**What you are asked to do:**
Your answer must consist of exactly the lines below, starting with the line with "box: [4, 199, 18, 266]" and going on through the line with "box: [70, 34, 300, 266]", and nothing else.

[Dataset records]
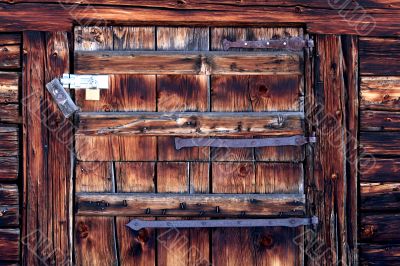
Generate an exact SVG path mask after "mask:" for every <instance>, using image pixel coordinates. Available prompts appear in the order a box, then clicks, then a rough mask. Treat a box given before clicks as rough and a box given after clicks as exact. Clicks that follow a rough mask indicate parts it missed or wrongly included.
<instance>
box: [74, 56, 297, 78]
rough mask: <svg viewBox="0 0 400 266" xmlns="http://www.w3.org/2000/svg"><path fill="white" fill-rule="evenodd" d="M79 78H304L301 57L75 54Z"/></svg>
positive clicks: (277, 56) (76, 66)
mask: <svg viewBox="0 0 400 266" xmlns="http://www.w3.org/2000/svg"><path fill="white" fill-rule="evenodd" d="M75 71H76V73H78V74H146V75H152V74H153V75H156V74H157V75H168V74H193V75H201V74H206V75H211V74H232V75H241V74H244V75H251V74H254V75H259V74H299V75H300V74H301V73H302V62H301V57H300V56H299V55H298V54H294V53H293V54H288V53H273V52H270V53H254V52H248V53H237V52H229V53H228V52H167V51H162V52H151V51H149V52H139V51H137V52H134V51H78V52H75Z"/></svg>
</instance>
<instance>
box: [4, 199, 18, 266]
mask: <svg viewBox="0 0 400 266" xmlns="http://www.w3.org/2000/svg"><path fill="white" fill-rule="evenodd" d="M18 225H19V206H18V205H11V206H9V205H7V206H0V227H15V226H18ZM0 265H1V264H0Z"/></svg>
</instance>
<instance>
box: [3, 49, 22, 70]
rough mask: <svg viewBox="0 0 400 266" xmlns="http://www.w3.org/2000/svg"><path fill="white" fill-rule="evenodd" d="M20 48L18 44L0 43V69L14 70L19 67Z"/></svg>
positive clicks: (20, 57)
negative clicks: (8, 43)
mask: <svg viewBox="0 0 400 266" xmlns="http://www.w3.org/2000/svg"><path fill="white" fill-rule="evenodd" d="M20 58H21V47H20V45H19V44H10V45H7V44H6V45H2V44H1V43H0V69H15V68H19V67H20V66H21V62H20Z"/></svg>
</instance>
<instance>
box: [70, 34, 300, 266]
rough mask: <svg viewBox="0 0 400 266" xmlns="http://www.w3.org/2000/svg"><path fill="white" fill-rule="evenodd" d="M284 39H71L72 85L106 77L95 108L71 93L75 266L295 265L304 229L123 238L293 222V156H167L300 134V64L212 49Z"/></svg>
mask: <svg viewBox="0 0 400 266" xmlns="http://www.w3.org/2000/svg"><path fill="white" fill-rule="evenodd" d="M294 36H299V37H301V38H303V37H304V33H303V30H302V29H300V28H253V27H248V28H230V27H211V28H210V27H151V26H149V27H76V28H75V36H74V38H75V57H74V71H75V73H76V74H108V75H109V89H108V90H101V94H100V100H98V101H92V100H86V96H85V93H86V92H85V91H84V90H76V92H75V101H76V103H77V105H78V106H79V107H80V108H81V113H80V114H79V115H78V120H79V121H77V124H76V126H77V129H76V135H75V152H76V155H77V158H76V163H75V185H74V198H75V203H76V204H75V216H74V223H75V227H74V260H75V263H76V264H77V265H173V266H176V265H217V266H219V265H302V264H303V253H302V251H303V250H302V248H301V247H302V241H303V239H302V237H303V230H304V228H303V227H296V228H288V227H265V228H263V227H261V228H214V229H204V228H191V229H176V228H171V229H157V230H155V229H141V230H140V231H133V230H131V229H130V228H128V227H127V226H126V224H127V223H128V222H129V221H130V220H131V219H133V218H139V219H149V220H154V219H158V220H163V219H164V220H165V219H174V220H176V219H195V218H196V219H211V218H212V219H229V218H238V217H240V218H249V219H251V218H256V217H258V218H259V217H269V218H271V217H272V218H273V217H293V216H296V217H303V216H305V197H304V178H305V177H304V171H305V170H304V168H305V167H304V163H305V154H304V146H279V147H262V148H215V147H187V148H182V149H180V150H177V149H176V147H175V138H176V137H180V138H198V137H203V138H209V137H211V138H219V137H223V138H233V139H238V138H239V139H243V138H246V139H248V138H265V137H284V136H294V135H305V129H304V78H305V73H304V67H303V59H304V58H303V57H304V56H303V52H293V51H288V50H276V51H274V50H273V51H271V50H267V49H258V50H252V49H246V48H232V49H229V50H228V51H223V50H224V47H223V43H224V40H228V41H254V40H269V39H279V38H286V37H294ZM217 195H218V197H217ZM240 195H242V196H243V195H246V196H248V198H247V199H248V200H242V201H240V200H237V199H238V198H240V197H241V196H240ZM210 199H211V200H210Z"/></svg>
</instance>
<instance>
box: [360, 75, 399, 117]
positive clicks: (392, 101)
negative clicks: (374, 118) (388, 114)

**Solved exercise:**
box: [4, 199, 18, 266]
mask: <svg viewBox="0 0 400 266" xmlns="http://www.w3.org/2000/svg"><path fill="white" fill-rule="evenodd" d="M18 225H19V206H18V205H11V206H9V205H7V206H0V227H15V226H18ZM0 265H1V264H0Z"/></svg>
</instance>
<instance>
box: [3, 49, 22, 70]
rough mask: <svg viewBox="0 0 400 266" xmlns="http://www.w3.org/2000/svg"><path fill="white" fill-rule="evenodd" d="M20 48L18 44L0 43V69L14 70L19 67Z"/></svg>
positive clicks: (20, 57)
negative clicks: (8, 43)
mask: <svg viewBox="0 0 400 266" xmlns="http://www.w3.org/2000/svg"><path fill="white" fill-rule="evenodd" d="M20 58H21V47H20V45H19V44H10V45H7V44H6V45H2V44H1V43H0V69H15V68H19V67H20V66H21V62H20Z"/></svg>
</instance>
<instance>
box: [70, 34, 300, 266]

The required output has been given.